Each line containing the string "every" should be copied out of the entries.
-------- MATERIAL PROVIDED --------
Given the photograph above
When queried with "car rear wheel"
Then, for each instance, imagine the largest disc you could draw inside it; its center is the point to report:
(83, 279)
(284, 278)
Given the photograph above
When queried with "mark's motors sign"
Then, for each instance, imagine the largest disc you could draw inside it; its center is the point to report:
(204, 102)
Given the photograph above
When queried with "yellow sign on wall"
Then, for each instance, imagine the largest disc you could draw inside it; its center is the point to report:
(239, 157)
--------
-------- MATERIAL PROVIDED --------
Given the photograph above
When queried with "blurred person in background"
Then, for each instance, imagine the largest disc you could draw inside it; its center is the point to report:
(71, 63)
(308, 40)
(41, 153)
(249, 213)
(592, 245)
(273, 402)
--------
-------- MATERIAL PROVIDED --------
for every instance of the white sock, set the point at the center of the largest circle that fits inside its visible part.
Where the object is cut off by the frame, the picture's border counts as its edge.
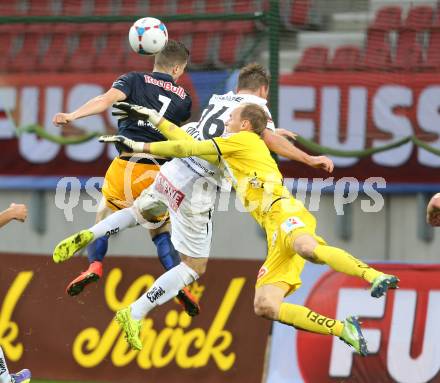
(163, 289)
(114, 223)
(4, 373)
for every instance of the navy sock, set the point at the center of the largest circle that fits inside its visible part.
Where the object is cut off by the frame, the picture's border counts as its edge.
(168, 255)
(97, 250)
--------
> **ANSWER SPACE**
for every instance of the white sock, set the point at the center of the largest circle that fits inside its visible part.
for every instance of the navy sock, set the point at the center of the largest circle that fits inside its visible part.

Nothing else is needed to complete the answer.